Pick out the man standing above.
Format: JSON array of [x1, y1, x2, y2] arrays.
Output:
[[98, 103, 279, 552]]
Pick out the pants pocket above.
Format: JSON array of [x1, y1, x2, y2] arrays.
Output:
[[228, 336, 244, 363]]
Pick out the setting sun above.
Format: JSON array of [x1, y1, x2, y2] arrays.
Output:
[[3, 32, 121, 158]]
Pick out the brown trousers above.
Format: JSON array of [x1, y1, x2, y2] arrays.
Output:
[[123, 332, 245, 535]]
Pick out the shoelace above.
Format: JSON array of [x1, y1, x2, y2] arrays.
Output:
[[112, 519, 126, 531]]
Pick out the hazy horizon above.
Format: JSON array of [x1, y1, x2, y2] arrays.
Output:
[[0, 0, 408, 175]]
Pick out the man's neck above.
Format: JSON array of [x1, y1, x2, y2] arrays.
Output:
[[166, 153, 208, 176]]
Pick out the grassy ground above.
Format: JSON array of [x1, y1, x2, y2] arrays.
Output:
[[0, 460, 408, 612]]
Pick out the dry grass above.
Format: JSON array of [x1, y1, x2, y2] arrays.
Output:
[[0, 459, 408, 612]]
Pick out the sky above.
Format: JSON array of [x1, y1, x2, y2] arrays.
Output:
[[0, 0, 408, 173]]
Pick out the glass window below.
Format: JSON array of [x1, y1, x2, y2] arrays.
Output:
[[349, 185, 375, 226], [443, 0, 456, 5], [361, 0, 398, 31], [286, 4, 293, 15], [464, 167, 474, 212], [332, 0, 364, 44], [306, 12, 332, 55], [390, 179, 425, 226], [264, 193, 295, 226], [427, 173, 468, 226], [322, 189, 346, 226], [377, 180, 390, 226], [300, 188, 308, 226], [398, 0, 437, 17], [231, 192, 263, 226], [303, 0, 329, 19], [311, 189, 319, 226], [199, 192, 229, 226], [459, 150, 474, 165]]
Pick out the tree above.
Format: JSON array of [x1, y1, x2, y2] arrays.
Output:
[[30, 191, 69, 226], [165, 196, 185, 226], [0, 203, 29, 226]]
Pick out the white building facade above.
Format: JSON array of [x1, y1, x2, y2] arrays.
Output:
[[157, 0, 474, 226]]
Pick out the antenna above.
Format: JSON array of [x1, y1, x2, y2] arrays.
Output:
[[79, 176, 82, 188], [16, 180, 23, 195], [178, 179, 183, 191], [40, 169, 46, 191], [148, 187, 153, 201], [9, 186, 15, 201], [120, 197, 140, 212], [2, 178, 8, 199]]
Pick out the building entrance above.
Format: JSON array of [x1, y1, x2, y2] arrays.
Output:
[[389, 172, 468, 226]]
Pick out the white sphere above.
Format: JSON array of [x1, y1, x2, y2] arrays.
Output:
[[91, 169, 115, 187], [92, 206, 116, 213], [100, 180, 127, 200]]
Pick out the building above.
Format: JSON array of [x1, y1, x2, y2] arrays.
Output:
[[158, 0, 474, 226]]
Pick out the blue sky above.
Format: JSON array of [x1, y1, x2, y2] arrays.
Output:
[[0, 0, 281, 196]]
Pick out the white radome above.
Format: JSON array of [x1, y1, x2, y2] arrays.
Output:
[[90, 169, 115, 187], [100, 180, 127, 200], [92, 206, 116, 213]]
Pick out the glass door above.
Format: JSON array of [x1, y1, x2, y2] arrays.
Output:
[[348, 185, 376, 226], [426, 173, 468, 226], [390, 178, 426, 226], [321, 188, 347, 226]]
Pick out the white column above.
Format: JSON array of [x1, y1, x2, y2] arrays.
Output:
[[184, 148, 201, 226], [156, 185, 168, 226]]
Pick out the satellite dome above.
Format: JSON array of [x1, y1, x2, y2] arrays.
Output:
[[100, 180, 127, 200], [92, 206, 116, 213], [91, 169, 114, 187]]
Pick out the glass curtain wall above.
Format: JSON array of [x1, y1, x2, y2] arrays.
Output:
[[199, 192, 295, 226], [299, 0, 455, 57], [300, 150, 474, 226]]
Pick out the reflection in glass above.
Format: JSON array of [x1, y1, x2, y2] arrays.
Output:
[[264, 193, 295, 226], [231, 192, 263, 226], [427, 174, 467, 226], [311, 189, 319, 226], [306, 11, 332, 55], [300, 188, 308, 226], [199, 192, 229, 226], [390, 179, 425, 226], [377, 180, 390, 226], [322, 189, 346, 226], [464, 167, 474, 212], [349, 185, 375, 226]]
# # # # # # #
● **JOB**
Reproduce every line from the line with "Pick out the man's neck above." to the line with "[[0, 460, 408, 612]]", both ends included and requests retained. Multiply each bounding-box coordinate in the outputs by 0.9 and round to the nearest whole number, with halves rounded up.

● **OUTPUT FOR THIS TASK**
Pick out the man's neck above.
Format: JSON array of [x1, y1, x2, y2] arrays.
Output:
[[149, 138, 187, 158]]
Pick out the grassy ground above.
Format: JSON array of [x1, y1, x2, y2] arrays.
Output:
[[0, 414, 367, 551]]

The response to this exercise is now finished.